OBJECTIVE
In the entries below, find the line containing "of the cabinet". Copy it and all lines after it, exactly, through the end.

[Saved data entries]
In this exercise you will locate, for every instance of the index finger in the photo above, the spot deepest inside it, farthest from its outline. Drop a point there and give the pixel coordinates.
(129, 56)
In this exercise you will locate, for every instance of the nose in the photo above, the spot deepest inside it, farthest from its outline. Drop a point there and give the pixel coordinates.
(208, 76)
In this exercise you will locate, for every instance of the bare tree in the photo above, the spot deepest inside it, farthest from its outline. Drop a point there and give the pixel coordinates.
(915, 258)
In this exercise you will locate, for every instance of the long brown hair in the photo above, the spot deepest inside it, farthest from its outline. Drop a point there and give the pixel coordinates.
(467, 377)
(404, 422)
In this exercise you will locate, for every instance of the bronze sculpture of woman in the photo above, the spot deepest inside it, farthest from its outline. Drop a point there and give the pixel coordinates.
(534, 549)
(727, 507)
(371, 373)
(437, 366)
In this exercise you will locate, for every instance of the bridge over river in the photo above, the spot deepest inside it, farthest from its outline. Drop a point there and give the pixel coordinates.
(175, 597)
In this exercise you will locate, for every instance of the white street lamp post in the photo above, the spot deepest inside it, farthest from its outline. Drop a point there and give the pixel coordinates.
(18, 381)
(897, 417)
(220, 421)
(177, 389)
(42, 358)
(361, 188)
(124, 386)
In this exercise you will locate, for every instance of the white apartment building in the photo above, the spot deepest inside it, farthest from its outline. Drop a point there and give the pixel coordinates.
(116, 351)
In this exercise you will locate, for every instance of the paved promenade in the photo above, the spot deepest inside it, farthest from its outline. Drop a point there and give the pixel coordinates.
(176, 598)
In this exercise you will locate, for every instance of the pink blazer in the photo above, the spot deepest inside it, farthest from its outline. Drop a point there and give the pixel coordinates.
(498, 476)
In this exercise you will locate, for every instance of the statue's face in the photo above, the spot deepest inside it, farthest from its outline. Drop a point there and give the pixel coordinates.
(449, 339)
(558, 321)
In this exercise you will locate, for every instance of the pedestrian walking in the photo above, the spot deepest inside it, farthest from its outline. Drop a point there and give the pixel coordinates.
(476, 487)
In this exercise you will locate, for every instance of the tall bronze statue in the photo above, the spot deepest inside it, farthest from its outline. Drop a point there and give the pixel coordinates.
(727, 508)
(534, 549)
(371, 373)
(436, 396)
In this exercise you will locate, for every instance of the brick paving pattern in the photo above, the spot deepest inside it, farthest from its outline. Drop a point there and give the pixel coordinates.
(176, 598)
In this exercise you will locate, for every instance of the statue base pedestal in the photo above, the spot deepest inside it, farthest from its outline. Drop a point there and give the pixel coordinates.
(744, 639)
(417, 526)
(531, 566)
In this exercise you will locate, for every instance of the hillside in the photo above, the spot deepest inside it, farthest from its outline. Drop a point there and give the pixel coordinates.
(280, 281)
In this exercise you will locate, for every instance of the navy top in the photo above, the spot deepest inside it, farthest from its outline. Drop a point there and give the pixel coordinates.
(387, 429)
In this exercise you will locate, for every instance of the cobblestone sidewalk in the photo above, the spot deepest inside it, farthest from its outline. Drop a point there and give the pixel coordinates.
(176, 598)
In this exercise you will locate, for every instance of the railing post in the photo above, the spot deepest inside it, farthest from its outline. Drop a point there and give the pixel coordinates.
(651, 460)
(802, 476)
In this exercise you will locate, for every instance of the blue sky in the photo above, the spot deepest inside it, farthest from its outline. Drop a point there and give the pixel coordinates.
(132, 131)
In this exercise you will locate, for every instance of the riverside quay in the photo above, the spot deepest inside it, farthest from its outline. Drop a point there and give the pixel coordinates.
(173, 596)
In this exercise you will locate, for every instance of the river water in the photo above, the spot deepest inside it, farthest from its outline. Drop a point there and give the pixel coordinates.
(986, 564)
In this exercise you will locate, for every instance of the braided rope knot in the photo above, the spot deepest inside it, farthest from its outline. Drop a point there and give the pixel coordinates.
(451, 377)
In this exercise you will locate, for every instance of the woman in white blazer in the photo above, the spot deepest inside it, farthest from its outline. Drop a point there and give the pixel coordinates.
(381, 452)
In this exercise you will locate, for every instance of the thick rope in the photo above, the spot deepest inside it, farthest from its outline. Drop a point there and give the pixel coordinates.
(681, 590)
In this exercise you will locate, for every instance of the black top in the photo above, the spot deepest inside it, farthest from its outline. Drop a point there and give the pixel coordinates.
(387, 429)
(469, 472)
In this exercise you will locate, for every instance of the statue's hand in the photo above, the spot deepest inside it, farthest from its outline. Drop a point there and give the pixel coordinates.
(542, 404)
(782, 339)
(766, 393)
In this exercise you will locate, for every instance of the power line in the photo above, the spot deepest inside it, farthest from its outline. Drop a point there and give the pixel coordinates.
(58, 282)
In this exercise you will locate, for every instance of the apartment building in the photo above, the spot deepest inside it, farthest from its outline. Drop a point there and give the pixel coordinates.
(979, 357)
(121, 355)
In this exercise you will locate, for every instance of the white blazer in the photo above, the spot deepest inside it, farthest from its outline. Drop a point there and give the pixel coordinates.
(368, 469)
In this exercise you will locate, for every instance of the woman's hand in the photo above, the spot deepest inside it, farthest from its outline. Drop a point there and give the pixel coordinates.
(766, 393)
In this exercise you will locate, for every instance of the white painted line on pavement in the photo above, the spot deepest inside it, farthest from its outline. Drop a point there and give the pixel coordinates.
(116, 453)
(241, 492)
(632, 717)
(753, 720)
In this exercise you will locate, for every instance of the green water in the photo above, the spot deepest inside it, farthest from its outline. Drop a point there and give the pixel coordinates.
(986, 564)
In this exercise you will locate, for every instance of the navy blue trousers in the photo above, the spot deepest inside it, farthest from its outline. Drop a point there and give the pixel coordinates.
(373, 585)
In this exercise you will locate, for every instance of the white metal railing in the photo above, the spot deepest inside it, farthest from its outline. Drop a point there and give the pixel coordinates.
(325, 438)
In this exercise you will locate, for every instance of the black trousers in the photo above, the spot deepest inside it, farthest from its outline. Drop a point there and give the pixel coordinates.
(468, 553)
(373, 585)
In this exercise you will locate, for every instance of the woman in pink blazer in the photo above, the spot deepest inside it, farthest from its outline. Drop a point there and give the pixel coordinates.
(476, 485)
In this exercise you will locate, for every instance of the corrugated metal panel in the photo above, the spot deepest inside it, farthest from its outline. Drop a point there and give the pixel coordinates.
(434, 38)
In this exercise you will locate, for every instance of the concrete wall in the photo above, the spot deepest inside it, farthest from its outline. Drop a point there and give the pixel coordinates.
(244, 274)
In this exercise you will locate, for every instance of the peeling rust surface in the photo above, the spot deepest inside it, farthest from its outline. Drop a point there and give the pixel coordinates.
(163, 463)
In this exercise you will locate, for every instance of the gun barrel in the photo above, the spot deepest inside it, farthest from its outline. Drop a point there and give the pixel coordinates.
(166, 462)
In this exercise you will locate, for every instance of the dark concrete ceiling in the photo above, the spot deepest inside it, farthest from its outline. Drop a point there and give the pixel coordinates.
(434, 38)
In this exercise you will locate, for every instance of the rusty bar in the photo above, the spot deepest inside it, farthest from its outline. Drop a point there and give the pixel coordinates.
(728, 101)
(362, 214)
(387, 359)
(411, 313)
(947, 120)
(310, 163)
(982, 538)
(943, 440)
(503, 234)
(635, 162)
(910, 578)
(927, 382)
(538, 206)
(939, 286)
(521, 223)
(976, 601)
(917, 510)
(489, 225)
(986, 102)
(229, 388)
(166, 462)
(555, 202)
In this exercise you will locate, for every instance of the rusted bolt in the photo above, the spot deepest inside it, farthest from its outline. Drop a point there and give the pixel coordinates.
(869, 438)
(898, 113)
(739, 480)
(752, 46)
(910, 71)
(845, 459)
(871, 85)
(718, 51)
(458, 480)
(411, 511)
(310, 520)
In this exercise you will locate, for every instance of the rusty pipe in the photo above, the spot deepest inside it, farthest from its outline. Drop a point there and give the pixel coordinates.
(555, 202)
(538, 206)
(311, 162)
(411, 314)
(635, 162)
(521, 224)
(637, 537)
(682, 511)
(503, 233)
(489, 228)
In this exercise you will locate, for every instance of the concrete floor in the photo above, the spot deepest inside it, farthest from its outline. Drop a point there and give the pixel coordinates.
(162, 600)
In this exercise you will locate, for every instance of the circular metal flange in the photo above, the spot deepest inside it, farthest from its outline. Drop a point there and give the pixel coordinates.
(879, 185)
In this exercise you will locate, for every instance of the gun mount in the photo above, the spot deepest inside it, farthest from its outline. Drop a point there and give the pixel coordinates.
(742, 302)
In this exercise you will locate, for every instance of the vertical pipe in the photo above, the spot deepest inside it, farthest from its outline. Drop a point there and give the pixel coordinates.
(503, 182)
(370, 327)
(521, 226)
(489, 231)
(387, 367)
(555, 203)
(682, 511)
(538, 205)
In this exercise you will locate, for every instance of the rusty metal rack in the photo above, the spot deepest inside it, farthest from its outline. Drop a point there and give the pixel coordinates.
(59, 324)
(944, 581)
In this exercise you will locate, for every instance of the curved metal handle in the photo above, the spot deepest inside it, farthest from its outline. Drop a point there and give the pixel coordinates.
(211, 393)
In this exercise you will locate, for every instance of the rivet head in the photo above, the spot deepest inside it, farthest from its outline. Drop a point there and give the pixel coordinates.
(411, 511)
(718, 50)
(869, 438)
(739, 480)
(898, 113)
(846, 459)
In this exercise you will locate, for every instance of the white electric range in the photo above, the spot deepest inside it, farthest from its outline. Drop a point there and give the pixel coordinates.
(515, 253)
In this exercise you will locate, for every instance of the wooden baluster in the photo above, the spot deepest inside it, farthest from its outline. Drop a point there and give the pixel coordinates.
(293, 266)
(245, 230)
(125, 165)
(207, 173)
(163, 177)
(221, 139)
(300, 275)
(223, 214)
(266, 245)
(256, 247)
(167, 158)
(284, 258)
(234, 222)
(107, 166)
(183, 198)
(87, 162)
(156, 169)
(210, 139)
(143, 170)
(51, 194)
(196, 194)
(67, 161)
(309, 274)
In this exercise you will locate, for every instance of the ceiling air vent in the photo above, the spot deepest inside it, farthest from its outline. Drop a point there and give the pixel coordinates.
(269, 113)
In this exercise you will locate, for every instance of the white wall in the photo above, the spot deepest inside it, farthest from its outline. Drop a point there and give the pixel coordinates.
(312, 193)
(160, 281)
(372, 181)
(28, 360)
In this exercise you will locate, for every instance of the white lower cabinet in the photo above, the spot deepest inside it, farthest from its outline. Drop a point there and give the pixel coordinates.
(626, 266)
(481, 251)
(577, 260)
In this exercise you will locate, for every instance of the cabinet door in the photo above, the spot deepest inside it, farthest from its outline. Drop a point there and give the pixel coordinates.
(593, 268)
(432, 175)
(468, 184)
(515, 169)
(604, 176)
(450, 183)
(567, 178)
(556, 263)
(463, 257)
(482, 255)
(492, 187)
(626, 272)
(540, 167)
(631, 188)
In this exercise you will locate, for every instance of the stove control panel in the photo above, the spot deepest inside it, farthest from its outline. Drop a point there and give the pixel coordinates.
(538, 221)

WRITTEN REPLY
In this exercise you will locate, for every instance of the cabinet door in the photo above, the spot deepest inside it, farthest from its outline. Drop a point there and give the pixel coordinates.
(593, 268)
(432, 175)
(468, 184)
(515, 169)
(604, 176)
(450, 183)
(567, 178)
(556, 263)
(463, 257)
(482, 255)
(492, 187)
(626, 272)
(540, 167)
(631, 188)
In this exercise you will locate, for every instance of the stove control panel in the photo above, the spot deepest inside it, farthest from its outline. Drop a point there and give the pixel coordinates.
(538, 221)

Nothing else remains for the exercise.